-- What you will do --
Count how many lines of the records below contain the word "lamp", and reply with only that number.

───── Provided data ─────

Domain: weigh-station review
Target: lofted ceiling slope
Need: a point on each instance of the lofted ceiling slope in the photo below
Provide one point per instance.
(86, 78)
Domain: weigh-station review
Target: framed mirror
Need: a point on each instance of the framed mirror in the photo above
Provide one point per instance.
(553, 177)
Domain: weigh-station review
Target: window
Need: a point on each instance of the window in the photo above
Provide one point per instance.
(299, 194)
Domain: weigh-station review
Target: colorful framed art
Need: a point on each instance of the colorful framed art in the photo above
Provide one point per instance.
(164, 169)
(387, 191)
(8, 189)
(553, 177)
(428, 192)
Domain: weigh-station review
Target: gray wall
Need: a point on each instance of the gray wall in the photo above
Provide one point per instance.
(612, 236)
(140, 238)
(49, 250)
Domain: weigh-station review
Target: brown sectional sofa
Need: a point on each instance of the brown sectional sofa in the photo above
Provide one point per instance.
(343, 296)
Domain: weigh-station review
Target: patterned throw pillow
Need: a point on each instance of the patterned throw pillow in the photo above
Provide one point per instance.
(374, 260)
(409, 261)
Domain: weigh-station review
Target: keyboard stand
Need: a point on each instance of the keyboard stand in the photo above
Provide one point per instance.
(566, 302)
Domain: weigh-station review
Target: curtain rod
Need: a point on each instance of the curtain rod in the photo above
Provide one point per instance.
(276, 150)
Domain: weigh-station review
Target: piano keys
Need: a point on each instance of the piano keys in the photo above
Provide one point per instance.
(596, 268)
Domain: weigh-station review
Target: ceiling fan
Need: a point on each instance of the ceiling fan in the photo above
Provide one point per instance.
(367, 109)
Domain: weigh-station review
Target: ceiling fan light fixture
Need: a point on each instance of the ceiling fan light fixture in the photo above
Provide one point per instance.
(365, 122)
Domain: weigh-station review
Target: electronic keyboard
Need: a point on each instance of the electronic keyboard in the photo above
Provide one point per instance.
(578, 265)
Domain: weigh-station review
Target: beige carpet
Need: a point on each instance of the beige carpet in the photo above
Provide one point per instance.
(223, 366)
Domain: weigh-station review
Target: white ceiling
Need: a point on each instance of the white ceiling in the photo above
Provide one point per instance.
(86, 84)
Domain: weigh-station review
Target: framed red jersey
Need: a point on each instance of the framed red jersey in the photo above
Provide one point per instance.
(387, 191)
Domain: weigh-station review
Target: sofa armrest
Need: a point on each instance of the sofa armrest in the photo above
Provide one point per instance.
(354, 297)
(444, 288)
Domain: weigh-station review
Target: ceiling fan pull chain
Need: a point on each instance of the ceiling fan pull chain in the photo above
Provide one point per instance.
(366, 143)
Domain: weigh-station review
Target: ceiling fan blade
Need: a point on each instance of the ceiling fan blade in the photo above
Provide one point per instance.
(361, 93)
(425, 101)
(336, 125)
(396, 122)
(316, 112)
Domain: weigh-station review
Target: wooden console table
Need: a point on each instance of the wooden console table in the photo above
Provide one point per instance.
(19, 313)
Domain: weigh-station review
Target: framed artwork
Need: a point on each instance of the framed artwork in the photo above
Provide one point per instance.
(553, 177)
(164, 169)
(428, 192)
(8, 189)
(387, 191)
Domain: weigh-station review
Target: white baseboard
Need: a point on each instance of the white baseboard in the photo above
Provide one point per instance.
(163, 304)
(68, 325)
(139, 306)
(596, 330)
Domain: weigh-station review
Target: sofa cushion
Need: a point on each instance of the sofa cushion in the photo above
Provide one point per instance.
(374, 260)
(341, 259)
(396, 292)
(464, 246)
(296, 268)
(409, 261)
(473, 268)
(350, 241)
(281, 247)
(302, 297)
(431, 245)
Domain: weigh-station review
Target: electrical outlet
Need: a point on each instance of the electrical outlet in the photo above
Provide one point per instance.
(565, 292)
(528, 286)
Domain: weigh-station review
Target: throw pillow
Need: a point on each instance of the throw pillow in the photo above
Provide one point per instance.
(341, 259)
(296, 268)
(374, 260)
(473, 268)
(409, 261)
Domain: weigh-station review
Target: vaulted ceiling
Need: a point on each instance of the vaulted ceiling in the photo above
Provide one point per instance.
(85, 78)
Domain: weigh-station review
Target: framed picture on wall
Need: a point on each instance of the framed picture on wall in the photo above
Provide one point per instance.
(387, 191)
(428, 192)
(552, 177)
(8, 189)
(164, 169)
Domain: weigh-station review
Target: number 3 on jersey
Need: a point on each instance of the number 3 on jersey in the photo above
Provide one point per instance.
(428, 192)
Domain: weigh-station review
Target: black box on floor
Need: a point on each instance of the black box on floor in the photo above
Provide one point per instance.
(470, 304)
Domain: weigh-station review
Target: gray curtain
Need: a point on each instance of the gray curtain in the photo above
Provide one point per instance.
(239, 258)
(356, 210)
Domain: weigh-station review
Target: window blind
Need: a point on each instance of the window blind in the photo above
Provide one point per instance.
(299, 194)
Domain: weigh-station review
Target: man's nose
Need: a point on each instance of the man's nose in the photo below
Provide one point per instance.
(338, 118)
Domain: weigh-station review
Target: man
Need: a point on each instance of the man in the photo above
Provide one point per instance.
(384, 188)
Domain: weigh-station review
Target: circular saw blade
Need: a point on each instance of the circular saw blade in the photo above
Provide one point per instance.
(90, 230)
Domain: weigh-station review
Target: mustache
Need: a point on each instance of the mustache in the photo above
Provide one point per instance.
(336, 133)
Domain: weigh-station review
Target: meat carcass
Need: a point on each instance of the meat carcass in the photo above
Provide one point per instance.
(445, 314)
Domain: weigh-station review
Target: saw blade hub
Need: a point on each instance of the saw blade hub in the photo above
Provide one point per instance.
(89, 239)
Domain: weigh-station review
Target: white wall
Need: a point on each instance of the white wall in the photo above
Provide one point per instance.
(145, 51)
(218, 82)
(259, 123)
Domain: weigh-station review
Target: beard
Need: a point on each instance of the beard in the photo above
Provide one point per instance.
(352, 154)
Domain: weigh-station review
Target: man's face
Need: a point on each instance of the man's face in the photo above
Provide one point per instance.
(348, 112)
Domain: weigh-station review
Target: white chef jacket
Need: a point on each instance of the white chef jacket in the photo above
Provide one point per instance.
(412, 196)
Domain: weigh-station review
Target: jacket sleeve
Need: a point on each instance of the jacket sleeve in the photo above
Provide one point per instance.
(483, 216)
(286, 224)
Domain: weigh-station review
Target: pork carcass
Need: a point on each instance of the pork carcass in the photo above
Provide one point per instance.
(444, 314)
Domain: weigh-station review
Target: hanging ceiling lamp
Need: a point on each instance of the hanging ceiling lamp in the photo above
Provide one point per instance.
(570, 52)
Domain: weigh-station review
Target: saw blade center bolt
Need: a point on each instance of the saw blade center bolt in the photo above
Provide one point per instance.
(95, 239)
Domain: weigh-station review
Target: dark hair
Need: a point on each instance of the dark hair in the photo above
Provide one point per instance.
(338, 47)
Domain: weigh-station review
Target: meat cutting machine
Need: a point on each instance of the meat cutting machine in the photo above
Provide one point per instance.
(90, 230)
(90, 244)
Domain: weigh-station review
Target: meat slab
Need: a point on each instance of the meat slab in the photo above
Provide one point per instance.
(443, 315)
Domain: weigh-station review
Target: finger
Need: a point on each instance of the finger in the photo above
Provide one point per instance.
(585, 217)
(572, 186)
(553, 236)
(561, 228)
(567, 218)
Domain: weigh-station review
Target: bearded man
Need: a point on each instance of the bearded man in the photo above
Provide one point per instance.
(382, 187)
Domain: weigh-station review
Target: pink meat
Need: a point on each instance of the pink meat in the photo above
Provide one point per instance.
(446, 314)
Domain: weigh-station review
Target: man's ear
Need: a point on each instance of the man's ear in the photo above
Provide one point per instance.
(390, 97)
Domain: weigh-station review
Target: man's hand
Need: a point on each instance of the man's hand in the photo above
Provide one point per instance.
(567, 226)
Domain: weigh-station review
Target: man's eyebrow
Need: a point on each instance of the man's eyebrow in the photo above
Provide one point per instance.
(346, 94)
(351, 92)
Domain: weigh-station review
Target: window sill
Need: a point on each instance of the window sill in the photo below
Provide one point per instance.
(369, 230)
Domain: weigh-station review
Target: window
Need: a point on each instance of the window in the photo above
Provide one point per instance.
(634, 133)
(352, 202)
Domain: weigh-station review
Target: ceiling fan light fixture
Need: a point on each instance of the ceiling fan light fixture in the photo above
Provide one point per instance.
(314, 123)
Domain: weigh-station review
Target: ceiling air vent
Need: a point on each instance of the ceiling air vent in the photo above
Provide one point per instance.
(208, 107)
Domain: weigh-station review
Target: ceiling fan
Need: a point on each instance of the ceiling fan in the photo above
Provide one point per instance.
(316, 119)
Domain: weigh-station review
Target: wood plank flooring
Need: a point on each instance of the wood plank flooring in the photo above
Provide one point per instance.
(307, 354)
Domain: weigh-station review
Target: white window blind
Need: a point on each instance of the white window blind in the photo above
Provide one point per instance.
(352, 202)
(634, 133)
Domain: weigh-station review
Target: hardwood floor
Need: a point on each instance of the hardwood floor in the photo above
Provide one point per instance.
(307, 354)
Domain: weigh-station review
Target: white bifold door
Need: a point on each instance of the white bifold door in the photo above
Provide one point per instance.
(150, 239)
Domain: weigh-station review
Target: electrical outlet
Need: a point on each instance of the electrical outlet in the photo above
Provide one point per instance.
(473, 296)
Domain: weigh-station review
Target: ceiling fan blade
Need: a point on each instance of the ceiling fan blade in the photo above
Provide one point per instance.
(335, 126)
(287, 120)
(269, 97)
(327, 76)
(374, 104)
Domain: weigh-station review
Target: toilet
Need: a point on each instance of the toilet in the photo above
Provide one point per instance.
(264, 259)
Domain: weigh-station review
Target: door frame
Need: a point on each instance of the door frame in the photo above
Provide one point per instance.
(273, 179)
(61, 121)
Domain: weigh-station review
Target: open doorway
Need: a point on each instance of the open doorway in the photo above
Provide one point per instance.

─────

-- Result --
2